- Exercise goal -
In the forum thread on debadging a car, transcribe everything from "Personally, I would" down to "buy one then??".

# Debadge or leave it???



## Skuperb (Jul 11, 2008)

I have debaged all my other cars as I like clean lines on the back of a car. So, I am wondering about doing the same to my new car. What do you guys think?

With........









Or without.....


----------



## Duf (May 11, 2012)

my personal opinion, debadge


----------



## T.D.K (Mar 16, 2011)

Personally, I would leave it as it is.

I think debadging cheapens the look of a car.

A friend of mine bought a Vauxhall and debadged it, I said why, he said I don't like the name or the badge. I said why the f*** did you buy one then??


----------



## alxg (May 3, 2009)

I say without, just looks cleaner IMO.

I am having the same quandary with my A5 badges, though on Silver it doesn't seem to look as good without, or so different should I say........


----------



## Jammy J (May 5, 2012)

Yes i would leave it also :thumb:

Vauxhalls look terrible debadged thats just my opinion of course, you can get away with it but only on certain cars...


----------



## digitaluk (Apr 13, 2012)

gotta say debadged, Not sure why but have alway though black cars look better debadged (well some anyways)


----------



## Paddy_R (Jan 10, 2007)

Personally I leave it as it is. I always think that it looks like a car had been hit and not repaired properly if the badges are missing. 

I'm agreed with the Vauxhall comment, they do look really bad debadged for some reason.


----------



## T.D.K (Mar 16, 2011)

It just cheapens the look of the car for me, the cars name and brand emblem should stay put.


----------



## DMH-01 (Mar 29, 2011)

I'd leave it as well. Usually I'm in favour for de-badging but in this instance I think it would look like something is missing.


----------



## R5 MEE (Oct 14, 2011)

debadge and colour code the "S" badge

You could do what i did and remove All badges only to replace them 2 months later with black ones (on a black car) Doh!

Very nice A4 I mean EXEO


----------



## mk4gtiturbo (Jun 16, 2009)

I'd say debadge, and I have debadged mine as well but when it comes down to it, it's your car, which one do you prefer?

- Collected material -

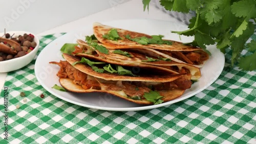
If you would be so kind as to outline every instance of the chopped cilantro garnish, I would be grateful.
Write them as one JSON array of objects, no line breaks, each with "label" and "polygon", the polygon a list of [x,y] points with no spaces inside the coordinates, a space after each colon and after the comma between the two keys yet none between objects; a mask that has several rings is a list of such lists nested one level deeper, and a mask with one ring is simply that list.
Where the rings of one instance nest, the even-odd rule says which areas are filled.
[{"label": "chopped cilantro garnish", "polygon": [[95,42],[92,42],[90,44],[90,45],[95,47],[95,50],[99,51],[100,53],[109,54],[109,50],[106,49],[104,46],[101,45],[99,45],[97,43]]},{"label": "chopped cilantro garnish", "polygon": [[103,38],[113,40],[117,40],[122,39],[119,37],[117,30],[115,29],[112,29],[108,33],[104,34],[102,37]]},{"label": "chopped cilantro garnish", "polygon": [[132,57],[132,55],[129,53],[128,53],[127,52],[123,51],[120,50],[116,50],[113,51],[113,53],[114,54],[123,55],[123,56],[126,56],[127,57]]},{"label": "chopped cilantro garnish", "polygon": [[94,64],[105,64],[104,62],[94,62],[91,61],[89,59],[88,59],[86,58],[82,57],[80,61],[75,62],[72,64],[72,65],[74,65],[75,64],[79,63],[84,63],[91,66],[94,66]]},{"label": "chopped cilantro garnish", "polygon": [[156,91],[151,90],[148,92],[144,92],[143,97],[147,101],[153,102],[154,105],[160,104],[163,102],[163,101],[161,100],[163,97],[160,95],[159,92]]},{"label": "chopped cilantro garnish", "polygon": [[129,35],[124,36],[126,38],[137,42],[138,43],[143,45],[147,45],[150,44],[166,44],[168,45],[172,45],[172,42],[168,40],[163,40],[162,38],[163,35],[152,35],[152,38],[147,38],[145,36],[140,37],[135,37],[132,38]]},{"label": "chopped cilantro garnish", "polygon": [[87,43],[90,44],[92,42],[98,42],[98,40],[96,38],[95,36],[93,34],[90,36],[86,36],[86,41],[87,42]]},{"label": "chopped cilantro garnish", "polygon": [[155,59],[154,58],[151,58],[151,57],[146,57],[146,58],[147,59],[147,60],[142,60],[141,61],[143,61],[143,62],[153,62],[153,61],[160,61],[160,60]]},{"label": "chopped cilantro garnish", "polygon": [[63,88],[61,86],[59,86],[56,84],[55,84],[53,87],[52,87],[52,88],[54,88],[55,89],[57,89],[57,90],[58,90],[61,91],[67,91],[66,90],[66,89],[65,89],[64,88]]},{"label": "chopped cilantro garnish", "polygon": [[99,68],[98,67],[96,66],[92,66],[92,68],[93,69],[93,70],[95,71],[96,72],[98,72],[99,73],[103,73],[104,72],[104,69]]},{"label": "chopped cilantro garnish", "polygon": [[110,73],[117,73],[117,71],[114,69],[114,68],[111,66],[111,65],[110,65],[110,64],[109,64],[109,65],[106,65],[103,67],[103,68],[110,72]]},{"label": "chopped cilantro garnish", "polygon": [[119,75],[129,75],[131,76],[135,76],[131,70],[126,69],[122,67],[121,66],[116,65],[117,73]]},{"label": "chopped cilantro garnish", "polygon": [[75,50],[75,46],[78,45],[77,43],[66,43],[63,45],[60,51],[62,53],[71,54]]}]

- Worked solution -
Personally, I would leave it as it is.

I think debadging cheapens the look of a car.

A friend of mine bought a Vauxhall and debadged it, I said why, he said I don't like the name or the badge. I said why the f*** did you buy one then??